__Texto fornecido__:
###

Hemorróidas. Vergonha, mitos e tabus

Cada caso é sempre um caso, o tratamento para as hemoroidas é avaliado segundo vários critérios

Comichão, dor, perda de sangue são as queixas mais comuns. Ir à farmácia, sem consulta médica, pedir uma pomada não resolve nada. Não é por aí.

Luís Santos deixou-se andar com os incómodos subjacentes ao seu bem-estar e saúde, hemorragias constantes, procura de soluções alternativas. Não é piegas, garante, foi-se habituando, é certo, mas não esconde que as hemorroidas lhe dificultaram a vida – sobretudo ele que gosta tanto de andar de mota e faz quilómetros na estrada. “Deixei andar, deixei andar, foi evoluindo, evoluindo, com bastante impacto na qualidade de vida”, conta. A situação era grave. “Fui parar ao hospital com perdas significativas e constantes de sangue”, recorda. Sabia o que tinha, desconfiava do estado avançado da sua condição.

###

__Informação fornecida__:

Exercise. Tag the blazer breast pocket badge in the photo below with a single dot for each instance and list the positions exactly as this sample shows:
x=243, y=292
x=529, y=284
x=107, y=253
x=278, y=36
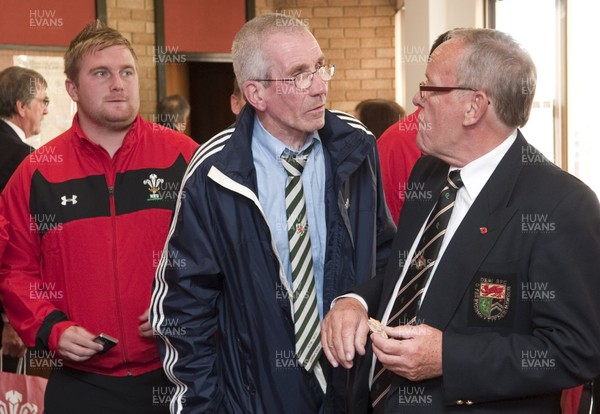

###

__Instrução de trabalho__: Prolongue o texto sobre hemorroidas, começando logo a seguir à última frase apresentada. A listagem não tem qualquer papel nesta tarefa.

__Resposta__:
O canal anal é como um tubo que tem as suas características. Eduardo Xavier, proctologista, estuda e trata alterações e perturbações do reto e ânus, médico cirurgião da REDELAB Saúde, traça o perfil dessa zona como um desenho. “O reto e o ânus são a parte terminal do tubo digestivo. Tem uma forma afunilada que termina no orifício anal. Na parte terminal desse ‘funil’, encontram-se ‘almofadas’, agrupadas em número de três, compostas de vasos sanguíneos.” Vasos sanguíneos que se localizam no canal anal e que têm um papel importante na contenção e evacuação. Mais acima, hemorroidas internas, mais abaixo, externas. “Quando inflamam, quando estão mais dilatadas por alguma razão, causam alguns sintomas que conduzem à doença hemorroidária”, explica Daniel Bertoluci Brito, especialista em medicina geral e familiar, na Clínica Espregueira, no Porto. “É uma doença que afeta bastante a qualidade de vida. É uma doença bastante prevalente, estima-se que 5% da população mundial tenha algum sintoma”, acrescenta. Atinge homens e mulheres, não há diferenças de género, sobretudo a partir dos 35, 40 anos.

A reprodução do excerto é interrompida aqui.